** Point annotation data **
++++++
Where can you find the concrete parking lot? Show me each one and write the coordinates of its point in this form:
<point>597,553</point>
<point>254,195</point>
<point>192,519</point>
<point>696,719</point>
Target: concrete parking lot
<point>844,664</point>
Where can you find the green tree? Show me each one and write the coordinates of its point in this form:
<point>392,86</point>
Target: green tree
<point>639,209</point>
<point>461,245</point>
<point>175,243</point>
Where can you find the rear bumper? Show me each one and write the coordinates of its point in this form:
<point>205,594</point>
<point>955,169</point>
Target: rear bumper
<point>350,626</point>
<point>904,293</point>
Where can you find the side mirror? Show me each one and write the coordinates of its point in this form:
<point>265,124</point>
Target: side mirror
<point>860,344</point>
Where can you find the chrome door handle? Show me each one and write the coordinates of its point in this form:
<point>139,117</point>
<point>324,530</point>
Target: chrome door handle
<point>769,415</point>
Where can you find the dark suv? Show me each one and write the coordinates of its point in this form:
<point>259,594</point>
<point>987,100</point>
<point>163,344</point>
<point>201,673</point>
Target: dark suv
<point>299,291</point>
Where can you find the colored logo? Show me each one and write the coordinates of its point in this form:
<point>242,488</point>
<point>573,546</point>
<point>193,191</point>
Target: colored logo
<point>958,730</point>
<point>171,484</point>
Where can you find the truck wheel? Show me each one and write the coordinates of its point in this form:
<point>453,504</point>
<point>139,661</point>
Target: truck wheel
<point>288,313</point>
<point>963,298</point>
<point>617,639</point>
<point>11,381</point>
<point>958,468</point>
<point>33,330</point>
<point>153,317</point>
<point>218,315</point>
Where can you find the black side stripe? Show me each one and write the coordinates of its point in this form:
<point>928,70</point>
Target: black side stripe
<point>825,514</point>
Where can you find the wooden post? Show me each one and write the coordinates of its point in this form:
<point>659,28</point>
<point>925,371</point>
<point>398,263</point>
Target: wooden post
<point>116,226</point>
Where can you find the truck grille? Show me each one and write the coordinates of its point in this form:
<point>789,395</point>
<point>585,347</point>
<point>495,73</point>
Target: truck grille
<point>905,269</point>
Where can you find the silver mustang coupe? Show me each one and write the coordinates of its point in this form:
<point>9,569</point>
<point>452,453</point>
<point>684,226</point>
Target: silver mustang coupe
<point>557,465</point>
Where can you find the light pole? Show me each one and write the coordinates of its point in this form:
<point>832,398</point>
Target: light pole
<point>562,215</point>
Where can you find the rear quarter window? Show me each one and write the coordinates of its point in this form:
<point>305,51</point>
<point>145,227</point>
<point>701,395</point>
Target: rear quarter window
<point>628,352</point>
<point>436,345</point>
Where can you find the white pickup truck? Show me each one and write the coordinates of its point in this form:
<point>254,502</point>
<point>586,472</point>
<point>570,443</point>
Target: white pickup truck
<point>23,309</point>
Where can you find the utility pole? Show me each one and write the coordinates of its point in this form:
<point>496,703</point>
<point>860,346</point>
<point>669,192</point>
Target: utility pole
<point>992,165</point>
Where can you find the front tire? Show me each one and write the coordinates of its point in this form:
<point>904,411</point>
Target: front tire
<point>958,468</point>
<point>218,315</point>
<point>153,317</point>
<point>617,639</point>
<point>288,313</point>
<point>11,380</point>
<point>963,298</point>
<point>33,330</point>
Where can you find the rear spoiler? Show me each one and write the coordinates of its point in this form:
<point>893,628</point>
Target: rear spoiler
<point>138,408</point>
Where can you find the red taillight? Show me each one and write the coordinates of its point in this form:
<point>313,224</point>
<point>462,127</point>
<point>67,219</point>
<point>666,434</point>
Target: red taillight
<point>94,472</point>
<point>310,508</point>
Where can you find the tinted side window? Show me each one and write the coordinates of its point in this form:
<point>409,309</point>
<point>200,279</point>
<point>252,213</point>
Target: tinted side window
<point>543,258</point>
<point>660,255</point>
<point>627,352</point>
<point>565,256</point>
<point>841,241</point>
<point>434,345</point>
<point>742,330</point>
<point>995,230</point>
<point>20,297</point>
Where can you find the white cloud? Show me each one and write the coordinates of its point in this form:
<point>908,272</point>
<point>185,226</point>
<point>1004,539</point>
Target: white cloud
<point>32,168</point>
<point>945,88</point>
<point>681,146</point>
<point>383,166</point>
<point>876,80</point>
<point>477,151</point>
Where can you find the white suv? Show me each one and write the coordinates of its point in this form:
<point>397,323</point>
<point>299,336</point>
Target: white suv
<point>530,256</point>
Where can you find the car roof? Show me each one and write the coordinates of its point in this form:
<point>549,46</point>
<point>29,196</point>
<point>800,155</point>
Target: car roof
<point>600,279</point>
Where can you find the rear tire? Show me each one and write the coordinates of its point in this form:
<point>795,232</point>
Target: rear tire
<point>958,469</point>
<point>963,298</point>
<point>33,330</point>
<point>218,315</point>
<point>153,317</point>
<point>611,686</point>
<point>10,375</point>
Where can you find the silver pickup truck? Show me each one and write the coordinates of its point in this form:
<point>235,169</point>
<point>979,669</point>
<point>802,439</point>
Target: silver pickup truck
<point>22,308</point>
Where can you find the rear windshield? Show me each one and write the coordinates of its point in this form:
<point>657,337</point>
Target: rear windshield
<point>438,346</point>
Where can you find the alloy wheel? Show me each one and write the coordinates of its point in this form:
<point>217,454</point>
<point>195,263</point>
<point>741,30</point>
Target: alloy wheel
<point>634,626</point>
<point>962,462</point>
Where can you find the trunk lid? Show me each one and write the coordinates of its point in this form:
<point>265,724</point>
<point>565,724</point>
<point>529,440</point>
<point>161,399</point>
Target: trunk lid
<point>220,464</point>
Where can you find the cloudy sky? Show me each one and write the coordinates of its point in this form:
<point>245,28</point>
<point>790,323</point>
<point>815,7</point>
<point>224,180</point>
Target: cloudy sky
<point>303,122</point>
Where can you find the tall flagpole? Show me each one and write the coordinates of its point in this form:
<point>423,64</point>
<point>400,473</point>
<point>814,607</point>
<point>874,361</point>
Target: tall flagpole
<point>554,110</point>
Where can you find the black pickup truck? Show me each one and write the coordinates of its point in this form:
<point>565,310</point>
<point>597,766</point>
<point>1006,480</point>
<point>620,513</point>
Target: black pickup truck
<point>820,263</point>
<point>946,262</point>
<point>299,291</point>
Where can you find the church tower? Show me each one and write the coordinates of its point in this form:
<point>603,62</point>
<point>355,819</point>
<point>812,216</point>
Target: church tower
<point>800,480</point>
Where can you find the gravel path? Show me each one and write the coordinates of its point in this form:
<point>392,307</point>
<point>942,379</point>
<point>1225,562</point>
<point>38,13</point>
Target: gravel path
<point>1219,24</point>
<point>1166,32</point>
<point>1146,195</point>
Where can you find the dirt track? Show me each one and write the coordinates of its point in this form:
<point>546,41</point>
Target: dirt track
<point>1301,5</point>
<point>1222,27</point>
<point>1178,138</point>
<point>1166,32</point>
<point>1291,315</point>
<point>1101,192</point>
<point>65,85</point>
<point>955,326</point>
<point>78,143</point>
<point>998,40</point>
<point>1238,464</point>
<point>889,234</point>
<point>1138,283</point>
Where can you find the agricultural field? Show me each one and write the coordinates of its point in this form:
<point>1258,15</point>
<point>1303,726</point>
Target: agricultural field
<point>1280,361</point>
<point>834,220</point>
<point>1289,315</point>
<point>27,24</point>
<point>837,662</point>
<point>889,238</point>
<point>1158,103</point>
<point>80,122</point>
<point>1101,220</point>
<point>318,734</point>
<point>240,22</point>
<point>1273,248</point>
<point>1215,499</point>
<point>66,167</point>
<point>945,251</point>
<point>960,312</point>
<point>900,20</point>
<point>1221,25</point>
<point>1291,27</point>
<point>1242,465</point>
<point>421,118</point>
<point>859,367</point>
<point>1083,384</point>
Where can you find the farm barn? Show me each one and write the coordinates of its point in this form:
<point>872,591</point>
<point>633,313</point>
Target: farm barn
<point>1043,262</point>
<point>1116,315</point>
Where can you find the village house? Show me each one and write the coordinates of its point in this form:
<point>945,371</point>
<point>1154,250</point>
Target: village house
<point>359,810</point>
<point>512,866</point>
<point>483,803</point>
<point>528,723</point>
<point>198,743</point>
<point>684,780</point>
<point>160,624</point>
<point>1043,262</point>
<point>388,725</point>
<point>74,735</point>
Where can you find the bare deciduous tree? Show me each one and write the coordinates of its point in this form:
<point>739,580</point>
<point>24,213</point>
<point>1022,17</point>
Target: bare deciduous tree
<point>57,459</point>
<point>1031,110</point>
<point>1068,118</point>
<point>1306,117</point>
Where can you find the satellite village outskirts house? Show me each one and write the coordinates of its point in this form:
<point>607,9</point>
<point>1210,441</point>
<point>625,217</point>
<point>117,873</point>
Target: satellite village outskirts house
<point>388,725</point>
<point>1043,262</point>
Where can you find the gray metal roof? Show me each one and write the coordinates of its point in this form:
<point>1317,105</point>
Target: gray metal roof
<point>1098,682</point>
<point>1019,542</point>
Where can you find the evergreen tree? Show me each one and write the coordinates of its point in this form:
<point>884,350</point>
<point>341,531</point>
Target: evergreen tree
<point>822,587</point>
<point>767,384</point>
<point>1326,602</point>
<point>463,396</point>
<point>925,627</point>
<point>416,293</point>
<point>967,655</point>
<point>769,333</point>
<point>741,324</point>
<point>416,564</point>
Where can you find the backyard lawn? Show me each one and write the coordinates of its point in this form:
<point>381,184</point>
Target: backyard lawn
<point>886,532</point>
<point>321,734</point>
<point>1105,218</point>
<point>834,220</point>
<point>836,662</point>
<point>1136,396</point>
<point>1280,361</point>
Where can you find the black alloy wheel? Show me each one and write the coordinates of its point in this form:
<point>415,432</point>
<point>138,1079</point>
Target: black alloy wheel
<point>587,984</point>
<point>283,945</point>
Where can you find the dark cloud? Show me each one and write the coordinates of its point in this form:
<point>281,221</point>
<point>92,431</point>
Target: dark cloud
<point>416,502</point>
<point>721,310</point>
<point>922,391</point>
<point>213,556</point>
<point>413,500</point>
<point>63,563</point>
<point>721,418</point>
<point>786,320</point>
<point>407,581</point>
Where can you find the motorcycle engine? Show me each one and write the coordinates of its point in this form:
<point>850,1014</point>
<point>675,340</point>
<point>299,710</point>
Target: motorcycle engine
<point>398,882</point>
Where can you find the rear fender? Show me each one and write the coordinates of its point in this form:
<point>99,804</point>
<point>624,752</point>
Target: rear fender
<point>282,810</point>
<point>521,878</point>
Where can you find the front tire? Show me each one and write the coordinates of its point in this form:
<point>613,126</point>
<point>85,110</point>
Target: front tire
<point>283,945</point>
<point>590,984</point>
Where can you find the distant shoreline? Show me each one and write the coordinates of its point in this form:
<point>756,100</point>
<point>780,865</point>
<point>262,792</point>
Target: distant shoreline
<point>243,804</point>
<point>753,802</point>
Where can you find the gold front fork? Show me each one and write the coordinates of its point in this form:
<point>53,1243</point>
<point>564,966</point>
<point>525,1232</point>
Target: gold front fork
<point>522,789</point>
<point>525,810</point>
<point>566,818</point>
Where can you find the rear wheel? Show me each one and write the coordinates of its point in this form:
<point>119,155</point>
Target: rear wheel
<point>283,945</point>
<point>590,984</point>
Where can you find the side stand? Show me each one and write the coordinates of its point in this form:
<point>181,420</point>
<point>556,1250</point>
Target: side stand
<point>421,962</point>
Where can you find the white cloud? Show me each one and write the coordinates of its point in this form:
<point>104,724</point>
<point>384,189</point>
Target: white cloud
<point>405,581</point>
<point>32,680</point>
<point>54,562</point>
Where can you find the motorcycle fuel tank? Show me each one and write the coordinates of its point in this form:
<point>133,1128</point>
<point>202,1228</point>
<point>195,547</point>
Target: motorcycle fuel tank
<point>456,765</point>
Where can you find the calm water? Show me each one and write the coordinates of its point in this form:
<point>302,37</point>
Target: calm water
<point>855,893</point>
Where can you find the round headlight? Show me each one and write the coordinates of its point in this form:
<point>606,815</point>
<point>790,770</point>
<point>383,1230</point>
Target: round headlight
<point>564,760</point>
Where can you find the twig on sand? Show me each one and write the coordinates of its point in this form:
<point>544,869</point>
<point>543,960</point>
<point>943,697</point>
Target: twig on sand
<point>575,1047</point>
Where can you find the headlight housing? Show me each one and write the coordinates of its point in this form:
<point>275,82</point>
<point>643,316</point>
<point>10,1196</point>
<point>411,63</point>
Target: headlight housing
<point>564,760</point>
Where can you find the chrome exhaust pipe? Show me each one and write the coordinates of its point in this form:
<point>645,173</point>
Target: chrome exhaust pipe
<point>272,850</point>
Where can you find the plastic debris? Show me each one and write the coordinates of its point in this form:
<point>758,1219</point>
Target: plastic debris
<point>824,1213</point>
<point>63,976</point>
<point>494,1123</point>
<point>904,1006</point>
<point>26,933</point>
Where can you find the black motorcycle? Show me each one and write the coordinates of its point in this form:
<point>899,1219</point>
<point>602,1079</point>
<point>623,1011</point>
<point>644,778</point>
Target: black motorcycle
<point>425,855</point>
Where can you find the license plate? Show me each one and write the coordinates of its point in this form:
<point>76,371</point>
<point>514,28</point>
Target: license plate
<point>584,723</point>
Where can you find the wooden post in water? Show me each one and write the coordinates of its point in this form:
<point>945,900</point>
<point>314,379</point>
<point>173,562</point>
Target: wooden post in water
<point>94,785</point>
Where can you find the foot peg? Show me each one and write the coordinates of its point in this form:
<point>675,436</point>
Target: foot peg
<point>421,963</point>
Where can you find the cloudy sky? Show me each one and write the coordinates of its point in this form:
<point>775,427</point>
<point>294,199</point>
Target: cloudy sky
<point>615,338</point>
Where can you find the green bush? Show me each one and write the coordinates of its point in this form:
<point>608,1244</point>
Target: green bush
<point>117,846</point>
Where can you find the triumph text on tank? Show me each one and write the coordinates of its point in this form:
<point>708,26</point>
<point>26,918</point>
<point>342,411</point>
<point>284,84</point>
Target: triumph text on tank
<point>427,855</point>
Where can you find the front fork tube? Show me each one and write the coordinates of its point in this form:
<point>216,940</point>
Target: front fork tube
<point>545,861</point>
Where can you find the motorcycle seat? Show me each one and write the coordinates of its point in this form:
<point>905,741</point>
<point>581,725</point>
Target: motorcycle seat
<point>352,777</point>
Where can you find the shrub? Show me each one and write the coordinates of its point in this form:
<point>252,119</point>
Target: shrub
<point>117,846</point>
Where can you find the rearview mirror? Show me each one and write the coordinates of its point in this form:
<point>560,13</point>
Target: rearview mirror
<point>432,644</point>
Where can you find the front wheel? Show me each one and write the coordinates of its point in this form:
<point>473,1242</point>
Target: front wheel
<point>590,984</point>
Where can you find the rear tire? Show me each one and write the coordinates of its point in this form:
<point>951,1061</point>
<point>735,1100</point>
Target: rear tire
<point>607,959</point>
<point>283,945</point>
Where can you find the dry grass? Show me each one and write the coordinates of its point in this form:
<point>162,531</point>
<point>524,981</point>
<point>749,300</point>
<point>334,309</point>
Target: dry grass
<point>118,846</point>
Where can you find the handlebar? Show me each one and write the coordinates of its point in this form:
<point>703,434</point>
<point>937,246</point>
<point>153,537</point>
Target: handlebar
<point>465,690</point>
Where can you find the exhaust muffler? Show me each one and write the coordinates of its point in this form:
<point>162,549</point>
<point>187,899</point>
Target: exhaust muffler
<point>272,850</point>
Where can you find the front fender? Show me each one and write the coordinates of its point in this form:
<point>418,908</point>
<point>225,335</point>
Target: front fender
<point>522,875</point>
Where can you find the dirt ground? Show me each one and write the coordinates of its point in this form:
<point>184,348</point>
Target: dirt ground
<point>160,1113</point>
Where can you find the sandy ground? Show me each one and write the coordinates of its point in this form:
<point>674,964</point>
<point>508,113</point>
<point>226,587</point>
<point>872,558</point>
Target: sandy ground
++++++
** What you have to do **
Please copy the data above word for word, starting at the line with "Where can you find the green tree?" and ending with the line with "<point>860,344</point>", including both of those lines.

** Expected answer **
Where can you find the green tree? Show me each one and write the coordinates of its point in this form:
<point>392,86</point>
Target: green tree
<point>639,209</point>
<point>461,245</point>
<point>175,243</point>
Where can you find the rear bumper? Show me each one and write the coordinates of its point in this form:
<point>205,594</point>
<point>955,169</point>
Target: rear bumper
<point>350,626</point>
<point>904,293</point>
Where can you find the side mirror? Show me each one and write the coordinates of its point in this form:
<point>265,124</point>
Target: side mirror
<point>860,344</point>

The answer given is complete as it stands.